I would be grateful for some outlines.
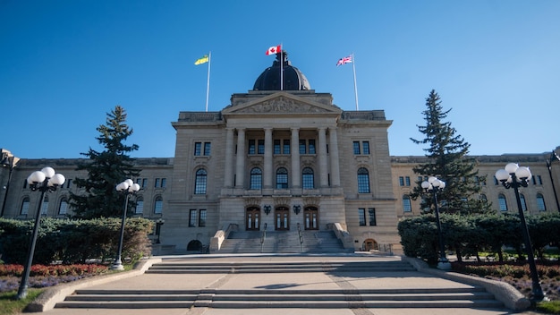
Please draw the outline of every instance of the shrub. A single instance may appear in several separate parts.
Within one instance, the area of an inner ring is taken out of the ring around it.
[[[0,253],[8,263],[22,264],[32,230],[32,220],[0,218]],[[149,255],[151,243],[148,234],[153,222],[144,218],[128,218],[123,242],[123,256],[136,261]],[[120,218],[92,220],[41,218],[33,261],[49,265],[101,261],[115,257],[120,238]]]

────────────────

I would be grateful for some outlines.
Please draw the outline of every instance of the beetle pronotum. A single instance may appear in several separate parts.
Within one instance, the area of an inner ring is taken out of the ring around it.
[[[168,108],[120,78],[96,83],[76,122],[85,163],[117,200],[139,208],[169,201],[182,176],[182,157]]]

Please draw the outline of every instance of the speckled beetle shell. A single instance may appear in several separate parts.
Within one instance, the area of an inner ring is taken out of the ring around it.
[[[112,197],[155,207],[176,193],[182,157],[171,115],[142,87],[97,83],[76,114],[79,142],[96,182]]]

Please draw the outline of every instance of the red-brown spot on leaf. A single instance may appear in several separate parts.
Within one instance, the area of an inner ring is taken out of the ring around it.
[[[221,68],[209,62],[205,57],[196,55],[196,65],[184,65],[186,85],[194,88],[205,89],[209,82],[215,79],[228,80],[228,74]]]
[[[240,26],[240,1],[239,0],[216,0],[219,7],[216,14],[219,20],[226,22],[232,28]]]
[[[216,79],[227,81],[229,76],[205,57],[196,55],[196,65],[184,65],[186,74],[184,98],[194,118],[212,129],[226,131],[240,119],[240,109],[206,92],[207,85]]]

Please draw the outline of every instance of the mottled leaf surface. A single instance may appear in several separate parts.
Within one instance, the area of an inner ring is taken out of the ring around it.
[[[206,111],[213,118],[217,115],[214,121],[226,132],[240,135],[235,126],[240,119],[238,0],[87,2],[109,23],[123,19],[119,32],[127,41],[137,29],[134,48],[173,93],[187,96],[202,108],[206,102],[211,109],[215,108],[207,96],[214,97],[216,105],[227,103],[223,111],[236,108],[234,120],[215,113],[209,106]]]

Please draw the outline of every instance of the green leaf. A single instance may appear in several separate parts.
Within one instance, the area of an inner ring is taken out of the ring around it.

────────────────

_The task:_ Please find every line in the material above that contains the word "beetle", and copy each of those lines in full.

_Exercise answer:_
Please draw the outline of every instance of the beetle pronotum. A single instance may appear in several separate parts.
Please draw the outline of every instance of the speckled beetle shell. A single instance may appear in several separate parts.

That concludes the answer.